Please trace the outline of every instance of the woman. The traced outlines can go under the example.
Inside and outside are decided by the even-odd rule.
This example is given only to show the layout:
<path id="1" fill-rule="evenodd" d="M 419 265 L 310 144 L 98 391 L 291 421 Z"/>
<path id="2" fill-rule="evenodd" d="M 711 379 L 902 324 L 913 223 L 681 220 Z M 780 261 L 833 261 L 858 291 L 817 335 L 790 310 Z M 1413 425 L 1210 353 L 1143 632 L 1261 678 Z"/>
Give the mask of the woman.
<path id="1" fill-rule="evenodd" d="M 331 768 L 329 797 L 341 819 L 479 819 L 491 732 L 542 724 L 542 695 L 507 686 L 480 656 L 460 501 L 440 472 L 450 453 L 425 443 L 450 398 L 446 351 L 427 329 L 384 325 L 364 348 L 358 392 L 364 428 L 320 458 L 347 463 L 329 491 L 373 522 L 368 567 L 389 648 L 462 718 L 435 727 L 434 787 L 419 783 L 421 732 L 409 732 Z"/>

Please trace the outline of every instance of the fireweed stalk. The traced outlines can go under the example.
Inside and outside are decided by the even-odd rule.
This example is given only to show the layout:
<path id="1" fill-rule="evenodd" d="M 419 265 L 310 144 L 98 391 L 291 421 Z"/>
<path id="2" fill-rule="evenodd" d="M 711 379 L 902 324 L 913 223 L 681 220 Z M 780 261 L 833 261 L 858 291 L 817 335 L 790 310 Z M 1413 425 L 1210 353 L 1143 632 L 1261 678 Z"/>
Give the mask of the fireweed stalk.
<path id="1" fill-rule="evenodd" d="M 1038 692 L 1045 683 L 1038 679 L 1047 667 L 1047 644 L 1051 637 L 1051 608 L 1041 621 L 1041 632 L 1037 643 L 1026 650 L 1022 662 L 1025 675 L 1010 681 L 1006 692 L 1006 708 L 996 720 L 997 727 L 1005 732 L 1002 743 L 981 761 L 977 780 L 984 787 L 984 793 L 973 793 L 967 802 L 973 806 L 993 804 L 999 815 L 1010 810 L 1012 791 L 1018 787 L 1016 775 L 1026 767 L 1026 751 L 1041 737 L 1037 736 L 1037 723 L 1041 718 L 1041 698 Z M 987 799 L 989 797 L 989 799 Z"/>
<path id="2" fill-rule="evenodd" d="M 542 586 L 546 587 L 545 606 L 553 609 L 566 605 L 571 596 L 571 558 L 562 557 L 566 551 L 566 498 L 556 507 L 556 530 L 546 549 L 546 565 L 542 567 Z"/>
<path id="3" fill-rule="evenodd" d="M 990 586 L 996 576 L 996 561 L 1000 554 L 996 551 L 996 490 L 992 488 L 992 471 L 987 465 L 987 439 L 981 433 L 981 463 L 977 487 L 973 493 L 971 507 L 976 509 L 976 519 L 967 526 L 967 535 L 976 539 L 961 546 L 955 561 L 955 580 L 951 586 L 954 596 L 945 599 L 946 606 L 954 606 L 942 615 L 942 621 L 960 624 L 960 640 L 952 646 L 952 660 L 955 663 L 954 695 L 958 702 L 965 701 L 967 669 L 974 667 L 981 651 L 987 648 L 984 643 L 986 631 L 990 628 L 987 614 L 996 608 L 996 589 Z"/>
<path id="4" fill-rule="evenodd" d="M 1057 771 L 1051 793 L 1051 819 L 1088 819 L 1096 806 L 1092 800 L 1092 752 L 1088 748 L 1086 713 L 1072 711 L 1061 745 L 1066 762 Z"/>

PROBLEM DESCRIPTION | Reproduce all of the data above word for word.

TASK RESPONSE |
Please trace the outline of every instance of the woman. The traced outlines can go under the example.
Inside and outside are decided by the even-odd rule.
This example is given only to show the layout:
<path id="1" fill-rule="evenodd" d="M 419 265 L 310 144 L 98 391 L 291 421 Z"/>
<path id="2" fill-rule="evenodd" d="M 711 379 L 902 324 L 913 223 L 681 220 Z M 780 261 L 833 261 L 858 291 L 817 335 L 790 310 Z M 1413 425 L 1210 353 L 1143 632 L 1261 678 Z"/>
Give the mask of the woman.
<path id="1" fill-rule="evenodd" d="M 331 768 L 329 797 L 341 819 L 479 819 L 491 732 L 542 724 L 542 695 L 507 686 L 480 656 L 460 501 L 440 472 L 450 453 L 425 443 L 450 398 L 446 351 L 427 329 L 384 325 L 364 348 L 358 392 L 364 428 L 320 458 L 347 463 L 329 491 L 373 522 L 368 567 L 389 648 L 462 718 L 435 727 L 434 787 L 419 783 L 421 732 L 409 732 Z"/>

Please trace the outline of every instance of the fireweed stalk. The traced outlines can go under the example.
Inside and outside are decided by the even-odd rule.
This example is given only to show the layout:
<path id="1" fill-rule="evenodd" d="M 419 265 L 310 144 L 98 391 L 291 421 Z"/>
<path id="2" fill-rule="evenodd" d="M 711 379 L 902 324 L 913 223 L 681 220 Z M 780 261 L 833 261 L 858 291 L 817 335 L 790 310 Z M 1413 425 L 1210 353 L 1143 632 L 1261 678 Z"/>
Give the mask of the fireweed stalk.
<path id="1" fill-rule="evenodd" d="M 1038 692 L 1045 683 L 1038 679 L 1047 667 L 1047 644 L 1051 637 L 1051 608 L 1041 621 L 1041 632 L 1037 643 L 1026 650 L 1022 662 L 1025 675 L 1010 681 L 1006 692 L 1006 708 L 996 720 L 997 727 L 1005 732 L 1002 743 L 981 761 L 977 780 L 984 787 L 984 793 L 973 793 L 967 802 L 973 806 L 993 804 L 999 815 L 1010 810 L 1012 791 L 1018 787 L 1016 775 L 1026 767 L 1026 751 L 1041 737 L 1037 736 L 1037 723 L 1041 718 L 1041 698 Z M 987 799 L 989 797 L 989 799 Z"/>
<path id="2" fill-rule="evenodd" d="M 542 586 L 546 587 L 545 606 L 553 609 L 566 605 L 571 596 L 571 558 L 562 557 L 566 551 L 566 498 L 556 507 L 556 530 L 546 549 L 546 565 L 542 567 Z"/>
<path id="3" fill-rule="evenodd" d="M 990 586 L 996 576 L 996 561 L 1000 554 L 996 551 L 996 490 L 992 488 L 992 471 L 987 465 L 987 439 L 981 433 L 981 463 L 977 487 L 973 493 L 971 507 L 976 509 L 976 519 L 967 526 L 967 535 L 976 539 L 961 546 L 955 561 L 955 580 L 951 586 L 954 596 L 945 599 L 946 606 L 954 606 L 942 615 L 942 621 L 960 624 L 960 640 L 952 646 L 952 660 L 955 663 L 954 695 L 958 702 L 965 701 L 967 669 L 974 667 L 981 651 L 987 648 L 984 643 L 986 631 L 990 628 L 987 614 L 996 608 L 996 589 Z"/>
<path id="4" fill-rule="evenodd" d="M 1057 771 L 1051 793 L 1051 819 L 1088 819 L 1096 806 L 1092 800 L 1092 752 L 1088 748 L 1086 713 L 1072 711 L 1061 745 L 1066 762 Z"/>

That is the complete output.